Transport maritime de pétrole russe : en guise d'adieu, Joe Biden opère une magistrale « descente »

Crédit photo ©VesselFinder
Dernier coup de feu du président démocrate avant de raccrocher les gants. Quelques jours avant l'investiture du président élu Donald Trump, moins vindicatif à l'égard du pays de Vladimir Poutine, Joe Biden déploie un arsenal punitif impressionnant. L'analyse des données de l'Ofac américain est sans appel : sur les 155 navires traqués, la majorité relève de registres maritimes avec pignon sur rue. Mais les choses pourraient changer.

Jusqu’au bout, Joe Biden n’aura pas lâché la traque de la flotte fantôme, qui engrange 10 nouveaux pétroliers par mois, selon la société de courtage BRS. Dernier coup de feu du président démocrate avant de raccrocher les gants. Après l'interdiction du forage en mer, le président américain fait un ultime cadeau à son successeur, dont les positions à l'égard du pays de Vladimir Poutine sont moins vindicatives.

^^^^^^^^

- CONSIGNES
(a) D'après l'article sur le transport maritime de pétrole russe, combien de nouveaux pétroliers la flotte fantôme engrange-t-elle chaque mois selon la société de courtage BRS ?
(b) Dans l'article sur le transport maritime de pétrole russe, sur quoi repose le constat que l'analyse des données de l'Ofac est « sans appel » ? Répondez en une à trois phrases.
(c) Poursuivez l'article sur le transport maritime de pétrole russe à partir de sa dernière phrase.
Les données ci-dessous forment un matériau distinct de l'article.

^^^^^^^^

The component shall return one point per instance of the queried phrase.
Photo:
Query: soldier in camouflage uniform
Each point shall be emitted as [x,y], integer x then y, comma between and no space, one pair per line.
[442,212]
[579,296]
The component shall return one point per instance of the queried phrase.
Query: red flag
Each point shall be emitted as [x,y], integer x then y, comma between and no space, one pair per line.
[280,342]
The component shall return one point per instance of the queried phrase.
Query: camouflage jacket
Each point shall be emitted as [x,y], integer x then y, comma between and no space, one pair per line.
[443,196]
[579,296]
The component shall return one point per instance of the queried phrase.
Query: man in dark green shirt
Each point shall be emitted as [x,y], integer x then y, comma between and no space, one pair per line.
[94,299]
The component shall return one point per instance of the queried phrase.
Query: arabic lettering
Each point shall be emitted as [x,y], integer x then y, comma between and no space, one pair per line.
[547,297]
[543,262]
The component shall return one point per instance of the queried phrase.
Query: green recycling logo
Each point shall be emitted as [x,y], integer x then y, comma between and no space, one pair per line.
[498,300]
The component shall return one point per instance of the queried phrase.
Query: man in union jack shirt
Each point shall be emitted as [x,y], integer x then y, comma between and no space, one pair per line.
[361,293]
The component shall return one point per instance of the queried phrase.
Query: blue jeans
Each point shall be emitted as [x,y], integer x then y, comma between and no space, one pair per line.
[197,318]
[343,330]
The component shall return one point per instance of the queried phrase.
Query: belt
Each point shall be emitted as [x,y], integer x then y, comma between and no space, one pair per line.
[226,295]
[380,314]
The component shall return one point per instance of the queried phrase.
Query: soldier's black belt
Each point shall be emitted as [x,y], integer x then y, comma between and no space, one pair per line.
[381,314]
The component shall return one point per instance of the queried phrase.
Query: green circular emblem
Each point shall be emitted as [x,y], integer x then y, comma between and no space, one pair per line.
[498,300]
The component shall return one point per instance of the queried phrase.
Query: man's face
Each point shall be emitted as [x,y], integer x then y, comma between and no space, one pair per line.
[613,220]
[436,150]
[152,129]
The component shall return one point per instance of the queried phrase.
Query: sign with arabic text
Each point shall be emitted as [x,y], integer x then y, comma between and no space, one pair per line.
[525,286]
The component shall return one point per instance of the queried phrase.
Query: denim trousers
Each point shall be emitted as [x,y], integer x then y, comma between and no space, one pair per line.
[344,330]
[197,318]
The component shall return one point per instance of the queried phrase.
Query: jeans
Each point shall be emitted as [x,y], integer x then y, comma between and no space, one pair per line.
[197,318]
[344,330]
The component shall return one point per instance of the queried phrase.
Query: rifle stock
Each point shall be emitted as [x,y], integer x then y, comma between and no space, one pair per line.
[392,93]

^^^^^^^^

- RÉPONSES PAR CONSIGNE
(a) Dix nouveaux pétroliers par mois.

(b) Sur les 155 navires traqués, la majorité relève de registres maritimes avec pignon sur rue. C'est ce qui ressort de l'analyse des données de l'Ofac américain.

(c)
Dans le dernier train de sanctions, à quelques jours de l'investiture du président élu Donald Trump, figure à nouveau le secteur énergétique russe, plus grande source de financement du Kremlin que Washington accuse inlassablement d’être à la solde de l’effort de guerre russe en Ukraine. « Aujourd'hui, le département du Trésor des États-Unis a pris des mesures radicales pour respecter l'engagement pris par le G7 de réduire les revenus de la Russie provenant de l'énergie, notamment en bloquant deux grands producteurs de pétrole russes. Elles sanctionnent également un nombre sans précédent de navires transportant du pétrole, dont beaucoup font partie de la flotte fantôme, des négociants opaques de pétrole russe, des fournisseurs de services pétroliers basés en Russie et des responsables russes du secteur de l'énergie », indique l’Ofac dans la dernière mise à jour de son arsenal punitif, publié le 10 janvier. D’autres décisions, moins médiatisées, concernent « deux projets de gaz naturel liquéfié, un grand projet pétrolier russe et des entités de pays tiers qui soutiennent les exportations énergétiques de la Russie ».

Une magistrale descente

Des dizaines et des dizaines de sociétés œuvrant dans le commerce et la production de pétrole et de gaz russes (dont les deux plus grandes, Gazprom Neft et Sourgoutneftegaz avec une vingtaine de leurs filiales détenues à 50 %), dans l’assurance maritime (Ingosstrakh et Alfastrakhovanie), dans la gestion de flotte ainsi que des prestataires de services spécialisés « essentiels » pour « écouler le brut » viennent s’ajouter à la liste noire déjà fournie de l’Ofac.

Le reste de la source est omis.